Look through the data below for the line with "Exercise. Mark the lower" and the line with "Exercise. Mark the pendant", then output those two and all lines in between, exactly as written.

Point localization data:
○ ○ ○ ○ ○

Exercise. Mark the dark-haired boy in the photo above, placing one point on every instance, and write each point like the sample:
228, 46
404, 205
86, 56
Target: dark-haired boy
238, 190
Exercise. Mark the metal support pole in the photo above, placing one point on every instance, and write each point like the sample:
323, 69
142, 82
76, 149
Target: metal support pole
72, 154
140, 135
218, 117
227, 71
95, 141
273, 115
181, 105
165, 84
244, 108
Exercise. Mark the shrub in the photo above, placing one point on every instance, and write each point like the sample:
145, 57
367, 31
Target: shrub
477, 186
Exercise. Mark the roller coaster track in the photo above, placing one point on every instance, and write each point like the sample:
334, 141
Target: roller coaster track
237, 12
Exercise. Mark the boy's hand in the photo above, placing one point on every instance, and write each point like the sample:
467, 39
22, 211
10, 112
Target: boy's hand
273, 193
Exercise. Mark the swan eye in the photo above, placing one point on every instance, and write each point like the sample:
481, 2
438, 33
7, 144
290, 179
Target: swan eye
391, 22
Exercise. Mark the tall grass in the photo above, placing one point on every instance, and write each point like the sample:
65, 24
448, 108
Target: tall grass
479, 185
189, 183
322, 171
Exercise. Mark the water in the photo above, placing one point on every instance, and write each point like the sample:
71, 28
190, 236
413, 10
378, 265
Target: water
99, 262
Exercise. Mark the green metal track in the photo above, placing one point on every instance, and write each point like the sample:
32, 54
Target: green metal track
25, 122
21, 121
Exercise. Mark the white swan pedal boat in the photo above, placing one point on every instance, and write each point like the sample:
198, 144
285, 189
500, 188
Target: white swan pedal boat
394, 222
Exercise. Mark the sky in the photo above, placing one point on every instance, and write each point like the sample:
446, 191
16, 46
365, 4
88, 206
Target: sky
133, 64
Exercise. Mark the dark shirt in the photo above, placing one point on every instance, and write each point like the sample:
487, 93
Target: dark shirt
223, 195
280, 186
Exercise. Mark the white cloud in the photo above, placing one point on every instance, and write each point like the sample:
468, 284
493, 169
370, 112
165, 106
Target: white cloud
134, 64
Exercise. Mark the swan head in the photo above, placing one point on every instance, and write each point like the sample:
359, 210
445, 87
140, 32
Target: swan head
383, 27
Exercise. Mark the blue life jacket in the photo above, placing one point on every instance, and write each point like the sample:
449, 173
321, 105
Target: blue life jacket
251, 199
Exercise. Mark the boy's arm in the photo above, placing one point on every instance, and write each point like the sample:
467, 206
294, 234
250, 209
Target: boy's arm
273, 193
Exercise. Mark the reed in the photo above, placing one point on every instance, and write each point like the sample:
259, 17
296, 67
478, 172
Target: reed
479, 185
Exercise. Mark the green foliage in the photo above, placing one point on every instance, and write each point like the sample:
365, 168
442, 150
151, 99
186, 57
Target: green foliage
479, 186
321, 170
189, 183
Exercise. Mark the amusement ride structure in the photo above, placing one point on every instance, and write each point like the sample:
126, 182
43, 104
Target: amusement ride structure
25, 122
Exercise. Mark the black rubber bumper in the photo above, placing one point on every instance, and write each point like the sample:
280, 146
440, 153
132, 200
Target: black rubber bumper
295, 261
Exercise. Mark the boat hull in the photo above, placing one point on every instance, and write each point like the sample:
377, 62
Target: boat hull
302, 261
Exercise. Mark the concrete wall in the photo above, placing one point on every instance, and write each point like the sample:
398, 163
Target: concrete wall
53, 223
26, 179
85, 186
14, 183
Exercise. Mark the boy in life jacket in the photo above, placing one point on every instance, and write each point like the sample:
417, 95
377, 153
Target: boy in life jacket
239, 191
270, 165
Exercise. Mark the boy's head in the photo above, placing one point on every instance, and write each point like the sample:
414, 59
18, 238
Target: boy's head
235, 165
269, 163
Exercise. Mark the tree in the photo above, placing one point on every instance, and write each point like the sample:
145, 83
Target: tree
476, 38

○ ○ ○ ○ ○

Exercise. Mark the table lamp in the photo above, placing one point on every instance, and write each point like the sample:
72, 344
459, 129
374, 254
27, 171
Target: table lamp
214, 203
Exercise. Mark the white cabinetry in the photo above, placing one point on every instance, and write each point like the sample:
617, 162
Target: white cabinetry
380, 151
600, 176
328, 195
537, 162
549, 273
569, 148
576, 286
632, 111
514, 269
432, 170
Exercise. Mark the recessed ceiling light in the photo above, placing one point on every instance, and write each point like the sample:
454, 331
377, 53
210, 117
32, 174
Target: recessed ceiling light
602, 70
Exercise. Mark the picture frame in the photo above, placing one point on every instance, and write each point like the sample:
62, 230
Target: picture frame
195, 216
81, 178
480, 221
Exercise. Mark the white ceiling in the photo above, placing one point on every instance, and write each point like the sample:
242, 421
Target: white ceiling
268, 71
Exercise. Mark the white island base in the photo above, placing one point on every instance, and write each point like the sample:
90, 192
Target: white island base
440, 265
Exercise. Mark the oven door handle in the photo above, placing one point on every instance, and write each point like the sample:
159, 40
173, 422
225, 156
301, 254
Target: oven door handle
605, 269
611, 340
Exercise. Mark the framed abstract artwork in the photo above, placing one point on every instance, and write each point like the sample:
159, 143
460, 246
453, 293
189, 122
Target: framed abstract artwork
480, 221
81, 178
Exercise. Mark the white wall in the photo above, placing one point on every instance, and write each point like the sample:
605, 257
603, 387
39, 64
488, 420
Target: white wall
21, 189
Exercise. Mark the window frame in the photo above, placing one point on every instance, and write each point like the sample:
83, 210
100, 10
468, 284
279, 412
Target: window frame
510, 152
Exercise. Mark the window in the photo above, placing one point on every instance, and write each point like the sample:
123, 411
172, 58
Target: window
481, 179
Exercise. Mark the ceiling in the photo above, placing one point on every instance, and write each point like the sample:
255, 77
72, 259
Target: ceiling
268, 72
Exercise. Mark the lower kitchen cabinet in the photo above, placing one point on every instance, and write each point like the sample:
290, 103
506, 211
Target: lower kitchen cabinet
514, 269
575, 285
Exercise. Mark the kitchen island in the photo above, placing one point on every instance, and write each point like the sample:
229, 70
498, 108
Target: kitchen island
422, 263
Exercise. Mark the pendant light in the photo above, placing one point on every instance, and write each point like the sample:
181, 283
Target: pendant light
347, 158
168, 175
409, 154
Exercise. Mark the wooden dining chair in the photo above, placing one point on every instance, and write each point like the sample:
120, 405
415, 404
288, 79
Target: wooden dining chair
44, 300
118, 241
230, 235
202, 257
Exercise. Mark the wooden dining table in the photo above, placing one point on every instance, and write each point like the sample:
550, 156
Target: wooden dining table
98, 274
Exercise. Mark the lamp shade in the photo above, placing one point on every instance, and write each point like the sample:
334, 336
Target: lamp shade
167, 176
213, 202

○ ○ ○ ○ ○

◆ Written response:
Exercise. Mark the lower kitchen cabinet in the photo above, placing one point on every instance, and write each point like the sample:
290, 103
506, 211
Target: lower kitchen cabinet
514, 269
575, 285
Exercise. Mark the kitchen island in the photo above, placing one point on every instance, and write each point like the sample:
229, 70
498, 108
Target: kitchen island
422, 263
Exercise. Mark the pendant light in the photo above, placing one point on every instance, and write each point like the sample:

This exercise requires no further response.